(Data provided)
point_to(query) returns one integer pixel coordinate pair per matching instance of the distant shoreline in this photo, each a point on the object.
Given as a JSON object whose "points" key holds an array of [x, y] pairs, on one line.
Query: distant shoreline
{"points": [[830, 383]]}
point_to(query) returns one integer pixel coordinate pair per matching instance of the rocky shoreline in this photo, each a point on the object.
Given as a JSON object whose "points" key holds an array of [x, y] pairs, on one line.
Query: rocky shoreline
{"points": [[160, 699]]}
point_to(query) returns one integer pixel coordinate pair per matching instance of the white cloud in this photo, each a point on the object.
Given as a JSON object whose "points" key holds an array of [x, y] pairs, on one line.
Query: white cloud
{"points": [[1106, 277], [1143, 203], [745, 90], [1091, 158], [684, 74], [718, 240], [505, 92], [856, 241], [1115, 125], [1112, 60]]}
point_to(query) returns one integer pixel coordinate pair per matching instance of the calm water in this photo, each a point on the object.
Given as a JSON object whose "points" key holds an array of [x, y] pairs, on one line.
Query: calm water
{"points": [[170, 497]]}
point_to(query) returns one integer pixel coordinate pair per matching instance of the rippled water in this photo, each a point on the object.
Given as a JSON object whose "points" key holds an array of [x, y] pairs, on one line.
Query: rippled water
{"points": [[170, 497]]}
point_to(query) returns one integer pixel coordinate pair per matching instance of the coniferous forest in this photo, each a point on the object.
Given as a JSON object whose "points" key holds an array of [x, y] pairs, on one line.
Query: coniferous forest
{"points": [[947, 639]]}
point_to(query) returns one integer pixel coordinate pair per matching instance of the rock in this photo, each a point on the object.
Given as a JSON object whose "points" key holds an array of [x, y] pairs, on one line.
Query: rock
(End Data provided)
_Try it_
Go through the data above and return each line containing the string "instance".

_Output of the task_
point_to(query) returns one integer pixel coordinate pair per matching instance of the distant shoreline in this photo, each a point on the object.
point_to(query) returns one integer pixel coordinate pair per matching instance of the rocky shoreline in this photo, each a point on the object.
point_to(query) returns one integer pixel coordinate pair per matching instance of the white cloud in this photo, each a point on the object.
point_to(query) returns one integer pixel coordinate pair per matching instance of the calm water in this photo, each a point on the object.
point_to(query) returns one integer pixel coordinate pair per matching instance of the rippled water in this photo, each a point on the object.
point_to(query) returns one integer pixel coordinate pair per matching instance of the coniferous forest in this photo, each a point on the object.
point_to(query) returns one integer pixel coordinate pair per matching instance of the rock in this photo, each a point on the object.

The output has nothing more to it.